**Objective**
Repeat word for word the records from the line holding "Exercise. Pick out the grey" through the line holding "Target: grass field", with both of those lines included. Leave the pictures out of your answer.

**Exercise data**
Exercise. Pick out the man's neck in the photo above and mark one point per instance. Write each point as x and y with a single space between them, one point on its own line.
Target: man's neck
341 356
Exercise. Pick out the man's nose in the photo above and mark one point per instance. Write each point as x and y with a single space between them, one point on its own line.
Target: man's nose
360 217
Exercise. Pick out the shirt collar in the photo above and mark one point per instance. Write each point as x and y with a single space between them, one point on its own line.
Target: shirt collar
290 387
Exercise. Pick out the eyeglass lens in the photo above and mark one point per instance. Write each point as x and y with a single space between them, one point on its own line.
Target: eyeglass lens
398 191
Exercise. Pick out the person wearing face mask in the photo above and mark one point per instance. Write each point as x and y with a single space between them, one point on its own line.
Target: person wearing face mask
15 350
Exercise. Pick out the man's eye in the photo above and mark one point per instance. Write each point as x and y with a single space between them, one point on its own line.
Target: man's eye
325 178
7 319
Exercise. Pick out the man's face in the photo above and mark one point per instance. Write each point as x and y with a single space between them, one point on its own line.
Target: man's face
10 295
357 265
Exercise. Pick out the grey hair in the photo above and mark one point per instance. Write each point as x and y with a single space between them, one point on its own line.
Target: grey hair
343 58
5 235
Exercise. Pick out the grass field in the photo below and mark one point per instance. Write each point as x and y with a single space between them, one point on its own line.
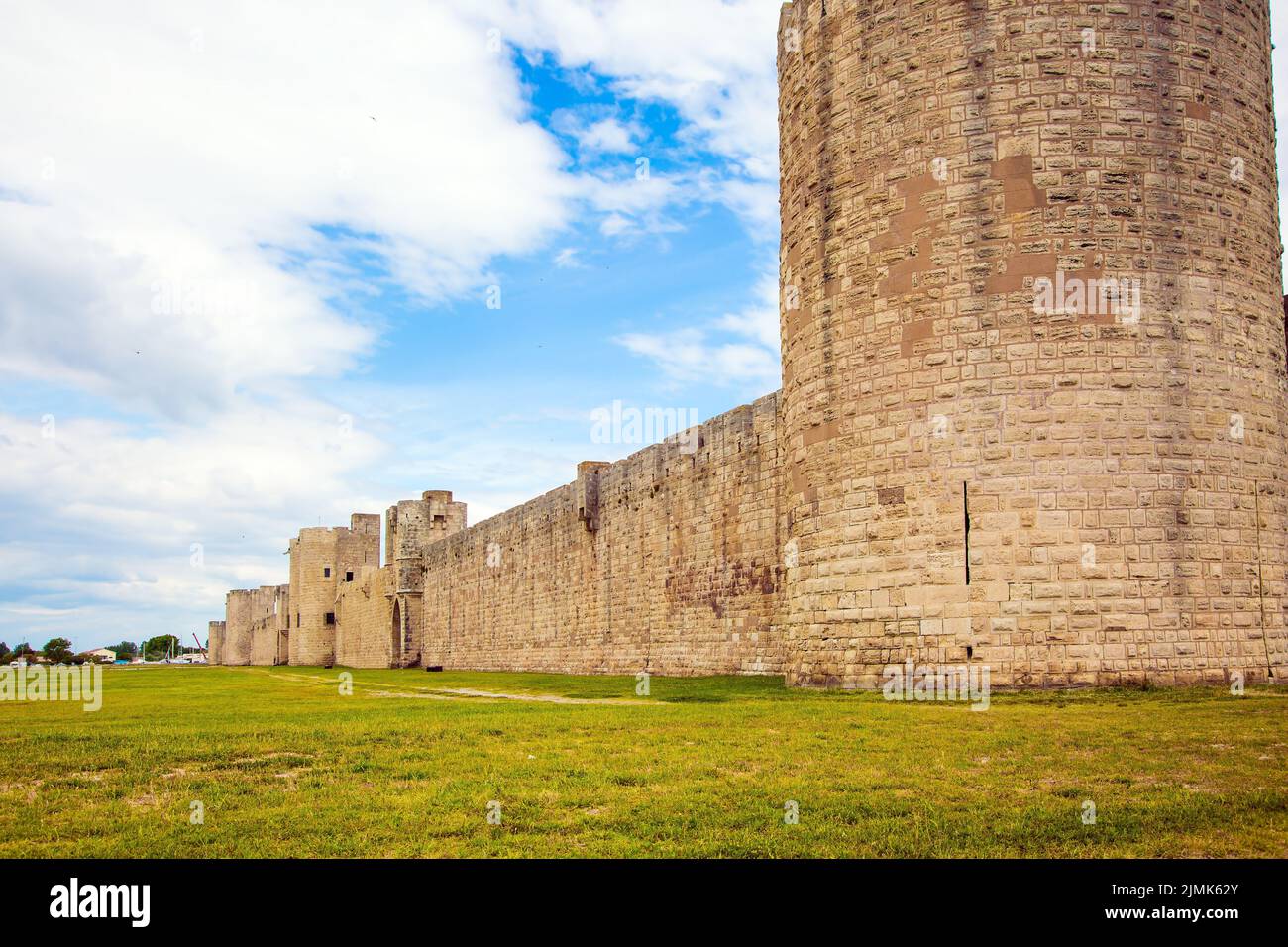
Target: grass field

* * *

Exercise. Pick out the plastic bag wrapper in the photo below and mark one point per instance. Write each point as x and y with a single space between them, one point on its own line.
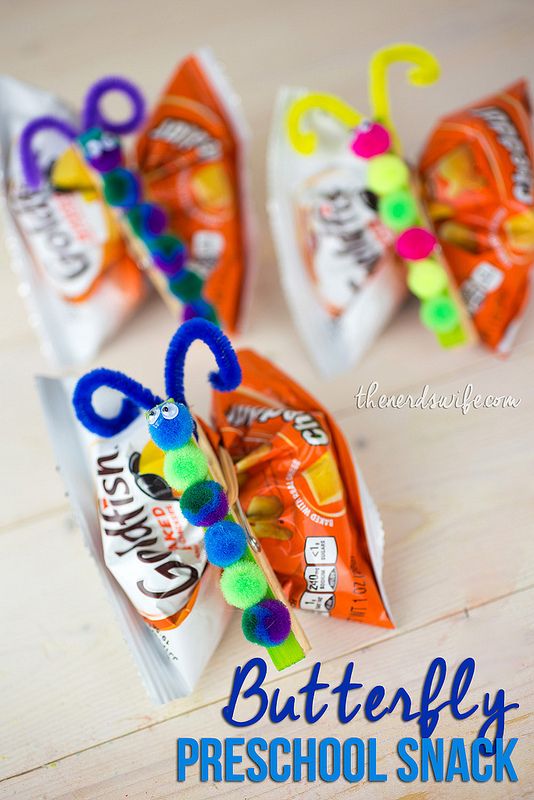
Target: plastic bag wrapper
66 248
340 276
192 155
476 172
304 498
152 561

**Written solution**
Exercise. Pick out the grey hair in the photo above and mark one point per instance. Write each point as x and y with a single space between them, one point on its own line.
Target: grey hair
343 58
5 235
Exercise. Pick out the grass field in the photo below and mark one point per instance. Write each point as x and y with a single space between them, one point on its own line.
Target: grass field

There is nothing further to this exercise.